- Activity: Leave the pictures out. Return all other data exactly.

Stored records:
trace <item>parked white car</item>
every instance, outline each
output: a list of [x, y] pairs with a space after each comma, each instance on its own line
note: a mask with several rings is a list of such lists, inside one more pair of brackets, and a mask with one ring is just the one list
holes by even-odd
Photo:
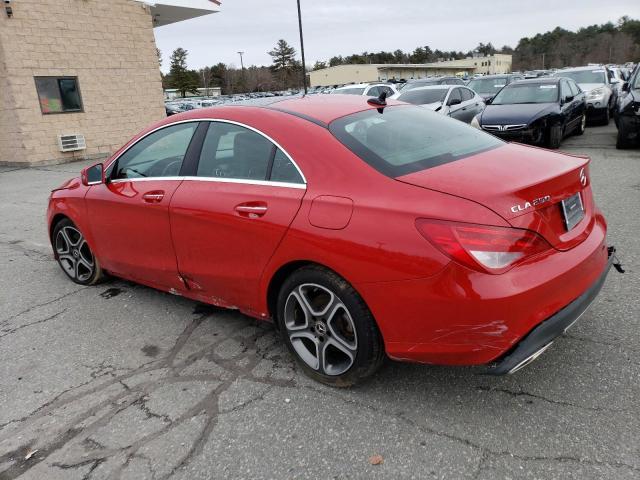
[[429, 108], [465, 123], [471, 123], [485, 108], [480, 95], [470, 88], [458, 85], [431, 85], [406, 92], [401, 90], [391, 98]]
[[387, 96], [395, 95], [398, 90], [394, 85], [388, 83], [356, 83], [336, 88], [331, 93], [341, 95], [366, 95], [367, 97], [378, 97], [382, 92], [387, 92]]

- Exercise solution:
trace <item>parked white car</item>
every instance, outline each
output: a list of [x, y] pairs with a space after each comma, each instance on its own line
note: a mask with several rings is a list of such lists, inside one more pair of brackets, and a mask with one ring is just the one list
holes by even-odd
Photo:
[[429, 108], [465, 123], [471, 123], [485, 108], [480, 95], [470, 88], [458, 85], [431, 85], [406, 92], [401, 90], [391, 98]]
[[387, 96], [395, 95], [398, 90], [394, 85], [388, 83], [356, 83], [336, 88], [331, 93], [341, 95], [366, 95], [367, 97], [378, 97], [382, 92], [387, 92]]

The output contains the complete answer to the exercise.